• REQUIRED ACTION
Write out the data again exactly, skipping every picture.

• EXTRACTED DATA

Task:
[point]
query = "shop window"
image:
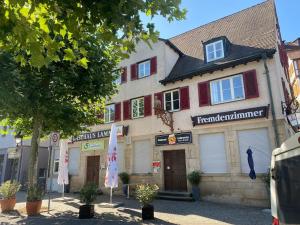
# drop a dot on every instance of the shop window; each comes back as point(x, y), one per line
point(109, 114)
point(42, 173)
point(258, 141)
point(56, 165)
point(171, 100)
point(144, 69)
point(212, 153)
point(214, 51)
point(227, 89)
point(137, 108)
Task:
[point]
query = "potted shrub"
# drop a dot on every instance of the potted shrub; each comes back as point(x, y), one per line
point(34, 200)
point(194, 178)
point(125, 180)
point(145, 193)
point(88, 194)
point(8, 192)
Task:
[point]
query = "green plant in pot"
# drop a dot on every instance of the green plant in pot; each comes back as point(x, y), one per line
point(88, 195)
point(34, 200)
point(145, 194)
point(8, 192)
point(194, 178)
point(125, 180)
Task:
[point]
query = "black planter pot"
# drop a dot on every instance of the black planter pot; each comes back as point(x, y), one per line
point(196, 193)
point(86, 211)
point(148, 212)
point(125, 189)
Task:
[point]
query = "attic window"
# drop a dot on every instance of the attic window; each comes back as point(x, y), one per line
point(214, 50)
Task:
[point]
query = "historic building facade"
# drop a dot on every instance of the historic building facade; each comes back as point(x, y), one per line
point(223, 84)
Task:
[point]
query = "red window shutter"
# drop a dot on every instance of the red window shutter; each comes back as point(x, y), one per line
point(160, 97)
point(126, 110)
point(133, 69)
point(250, 84)
point(153, 65)
point(204, 93)
point(184, 98)
point(148, 105)
point(124, 75)
point(118, 112)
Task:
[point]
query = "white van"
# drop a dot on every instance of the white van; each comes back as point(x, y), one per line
point(285, 182)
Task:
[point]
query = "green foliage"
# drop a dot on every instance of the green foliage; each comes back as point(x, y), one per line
point(9, 189)
point(43, 31)
point(194, 177)
point(34, 193)
point(145, 193)
point(88, 193)
point(124, 177)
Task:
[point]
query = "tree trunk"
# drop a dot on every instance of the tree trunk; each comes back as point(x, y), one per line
point(33, 161)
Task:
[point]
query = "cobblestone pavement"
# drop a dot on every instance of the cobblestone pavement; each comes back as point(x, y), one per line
point(65, 211)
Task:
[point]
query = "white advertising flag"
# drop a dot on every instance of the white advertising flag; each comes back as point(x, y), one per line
point(63, 163)
point(111, 177)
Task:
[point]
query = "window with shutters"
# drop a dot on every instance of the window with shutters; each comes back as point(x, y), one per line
point(171, 101)
point(214, 51)
point(137, 108)
point(144, 69)
point(227, 89)
point(118, 80)
point(109, 113)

• RESULT
Task:
[point]
query = "shop window"
image:
# drop a dot on every instance of the shop window; each comes back as point(x, y), one per line
point(109, 114)
point(42, 173)
point(258, 141)
point(56, 165)
point(171, 100)
point(144, 69)
point(212, 153)
point(214, 51)
point(227, 89)
point(137, 108)
Task:
[point]
query = "potted shrub"
# drop a dot on every instance of the potted shrub; each comes back as point(x, y), one per line
point(34, 200)
point(194, 178)
point(125, 180)
point(145, 193)
point(88, 194)
point(8, 192)
Task:
[point]
query = "green plant in pot"
# drop a dot on every instance of the green plant in pot; each comes back as point(x, y), one per line
point(88, 195)
point(34, 200)
point(145, 194)
point(8, 192)
point(194, 178)
point(125, 180)
Task:
[point]
query = "black planter pot"
# drop a dot on every instance of the black planter pot; each comes back as point(x, y), one per line
point(196, 193)
point(86, 211)
point(148, 212)
point(125, 189)
Task:
[point]
query = "attic window"
# drop a dot on every instance of the attic window; each comes back as point(x, y), one per line
point(214, 50)
Task:
[point]
query = "historic building facade"
# drop a dot on every instance of the historic building facade; each comes back as point(x, y), one per line
point(223, 84)
Task:
[point]
query = "red window shutter"
# drop a dot on every instance of the red window shutter; each comes back as point(x, y), one per line
point(160, 97)
point(126, 110)
point(133, 69)
point(250, 84)
point(153, 65)
point(204, 93)
point(184, 98)
point(148, 105)
point(124, 75)
point(118, 112)
Task:
[point]
query = "white van"
# drop a dot on every instance of the white van; each comes back as point(x, y), one per line
point(285, 182)
Task:
[point]
query = "green foliage"
# drop a dot on every instance of the green foliage; each comes back as point(x, y), one per line
point(9, 189)
point(43, 31)
point(194, 177)
point(34, 193)
point(145, 193)
point(88, 193)
point(124, 177)
Task:
[point]
query = "tree trunk"
# drop a dot on every instance of the tree trunk; each comes back as point(x, y), one per line
point(33, 161)
Task:
[point]
query = "cobblestone pavement"
# drop a dot on every instance of the cobblestone pavement; each comes back as point(x, y), one per line
point(65, 211)
Task:
[point]
query = "white advertising flag"
# drop a dot on every instance of the white advertising flag; each comes back as point(x, y), one per line
point(63, 163)
point(111, 177)
Task:
[point]
query = "window with shutters"
# drop a dot on every instance of the window with shutters; each comes back as point(x, y), one per line
point(171, 101)
point(214, 51)
point(137, 108)
point(144, 69)
point(227, 89)
point(118, 80)
point(109, 113)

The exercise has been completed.